:: WHAT THE EXERCISE ASKS ::
Your answer must be an exact copy of the data below, minus any pictures.

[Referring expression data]
--
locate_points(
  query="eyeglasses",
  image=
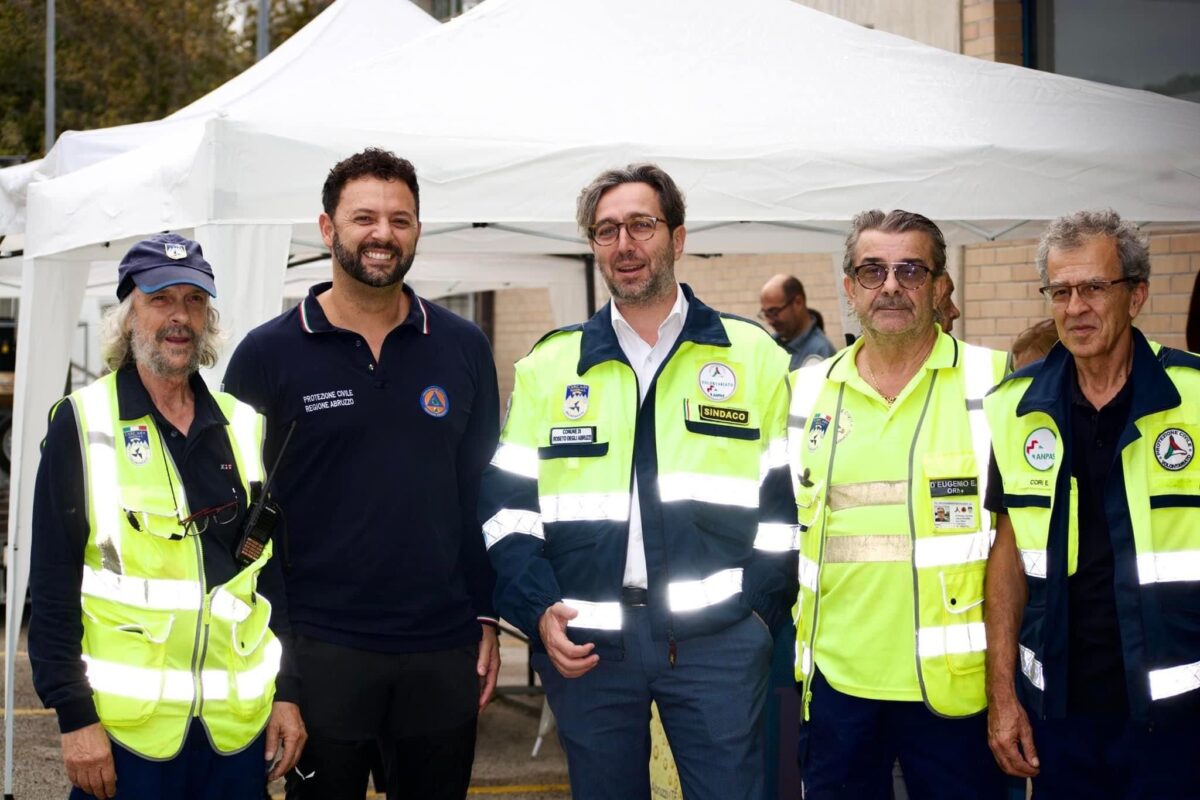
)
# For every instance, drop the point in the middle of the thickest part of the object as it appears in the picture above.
(1090, 292)
(169, 525)
(910, 275)
(639, 229)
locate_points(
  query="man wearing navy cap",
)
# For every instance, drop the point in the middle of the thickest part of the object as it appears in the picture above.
(165, 685)
(394, 410)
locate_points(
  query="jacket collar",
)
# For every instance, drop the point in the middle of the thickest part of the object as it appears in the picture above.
(599, 343)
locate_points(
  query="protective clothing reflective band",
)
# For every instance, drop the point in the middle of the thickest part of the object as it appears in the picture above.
(693, 595)
(516, 459)
(603, 617)
(1174, 680)
(868, 549)
(1032, 668)
(580, 507)
(709, 488)
(1035, 563)
(511, 521)
(1169, 567)
(943, 551)
(777, 537)
(153, 684)
(809, 572)
(948, 639)
(153, 594)
(245, 435)
(871, 493)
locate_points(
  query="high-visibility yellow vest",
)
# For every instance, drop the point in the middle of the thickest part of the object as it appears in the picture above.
(936, 557)
(1158, 581)
(161, 647)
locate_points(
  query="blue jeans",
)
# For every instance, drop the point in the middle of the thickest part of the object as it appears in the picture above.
(197, 773)
(711, 704)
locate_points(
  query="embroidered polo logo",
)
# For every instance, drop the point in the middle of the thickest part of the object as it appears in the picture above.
(435, 401)
(1041, 447)
(1174, 449)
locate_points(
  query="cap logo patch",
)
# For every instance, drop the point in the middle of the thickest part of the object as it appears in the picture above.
(1041, 447)
(1174, 449)
(435, 401)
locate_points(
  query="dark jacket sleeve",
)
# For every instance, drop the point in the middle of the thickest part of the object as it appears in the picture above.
(474, 452)
(59, 537)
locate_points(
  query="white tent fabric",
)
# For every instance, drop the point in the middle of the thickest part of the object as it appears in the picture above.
(779, 122)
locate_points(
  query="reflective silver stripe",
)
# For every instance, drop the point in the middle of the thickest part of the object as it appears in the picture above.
(516, 459)
(1170, 681)
(870, 548)
(601, 617)
(951, 639)
(155, 594)
(1169, 566)
(870, 493)
(718, 489)
(1035, 563)
(809, 573)
(245, 435)
(948, 549)
(1032, 668)
(979, 372)
(694, 595)
(777, 537)
(511, 521)
(582, 507)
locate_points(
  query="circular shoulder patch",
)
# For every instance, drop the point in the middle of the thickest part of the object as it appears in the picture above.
(435, 401)
(1041, 449)
(1174, 449)
(718, 382)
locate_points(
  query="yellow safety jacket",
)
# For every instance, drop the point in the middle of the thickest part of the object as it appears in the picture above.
(160, 645)
(945, 541)
(1153, 515)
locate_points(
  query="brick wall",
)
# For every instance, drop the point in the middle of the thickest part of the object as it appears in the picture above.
(1002, 296)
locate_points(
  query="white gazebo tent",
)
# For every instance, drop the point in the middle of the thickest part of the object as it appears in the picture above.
(779, 122)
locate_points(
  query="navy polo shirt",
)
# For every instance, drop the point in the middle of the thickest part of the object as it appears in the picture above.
(379, 482)
(208, 470)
--
:: WRITTEN SOLUTION ::
locate_points(
  query="eyeglasses",
  image=
)
# For every instance, drop the point in the middle of the thickest part of the object as it appears in the picture above.
(1090, 292)
(169, 525)
(910, 275)
(639, 229)
locate_points(
  query="man wearing navy cap",
)
# For every instance, drop the point in the middle of the thickest part of the object as it appears in the picture above.
(165, 685)
(394, 410)
locate_points(
  query="jacket collar",
)
# For every instance, drop the point in the middle of the thickest part of the object as it appears in the picture above.
(599, 343)
locate_points(
  query="protective clothing reflective band",
)
# For every instance, drop the point in the middle of the thickest part of the object as it appears in the picture above.
(693, 595)
(516, 459)
(603, 617)
(1174, 680)
(868, 549)
(1032, 668)
(580, 507)
(709, 488)
(1035, 563)
(511, 521)
(1169, 567)
(943, 551)
(777, 537)
(153, 684)
(809, 572)
(948, 639)
(153, 594)
(245, 435)
(871, 493)
locate_points(
  query="high-visibility yellow vest",
)
# For every instance, drop the point in the middle of the thickest part of the object as it appears in the picture above.
(936, 557)
(1158, 581)
(161, 647)
locate_points(
  query="blue jeans",
)
# For every instance, drop the point in the middle of the thickest part of the object as it appears in the picture above.
(197, 773)
(711, 704)
locate_points(
  query="embroidered polo logo",
)
# For every instance, drop the point in the middle of the thickest part of the object as it appears in the picture above.
(435, 401)
(1041, 447)
(1174, 449)
locate_points(
  query="cap logo patch",
)
# For every instance, drop the point in the middle of the thickest part of the object as it appears in the picture above.
(1041, 447)
(1174, 449)
(435, 401)
locate_points(
  query="dark jacket sleeve",
)
# For every instance, drop the point in the middle of the thickest part of the object as it appears in the picture above.
(474, 452)
(59, 537)
locate_points(
  query="white tent fabric",
)
# For every instance, drop the point in the middle of the thickest part of the object as it appears in the picture above.
(779, 122)
locate_points(
  query="reflective silver stripe",
)
# For every instance, drop the point in the middle of the thickest part of the object as it appears in the picture above.
(516, 459)
(1170, 681)
(870, 548)
(601, 617)
(951, 639)
(155, 594)
(1169, 566)
(870, 493)
(718, 489)
(1035, 563)
(809, 573)
(245, 435)
(948, 549)
(1032, 668)
(979, 372)
(694, 595)
(777, 537)
(511, 521)
(582, 507)
locate_points(
  query="circular shoulder patch",
)
# For every instance, drop the point in the middle of the thickest part of the object as it appears in the picture above.
(435, 401)
(1041, 449)
(1174, 449)
(718, 382)
locate_points(
  query="yellow safety jacket",
)
# For every instance, drop the point in the middle of the thickest part of the object as it appears in the picture above.
(160, 645)
(945, 541)
(1153, 515)
locate_points(
  query="brick wall",
)
# For every instance, drop the point in the middle of the thickest part of the object as it appears in the picture above.
(1002, 296)
locate_points(
  query="white gazebo tent",
)
# For every instance, drop the point in the middle of the thickest part of the object as it appears in the picture above.
(779, 122)
locate_points(
  query="navy polo shirt",
)
# For every instance, drop the point in the middle of the thickest part of the object as it appears in the picture above.
(379, 482)
(208, 470)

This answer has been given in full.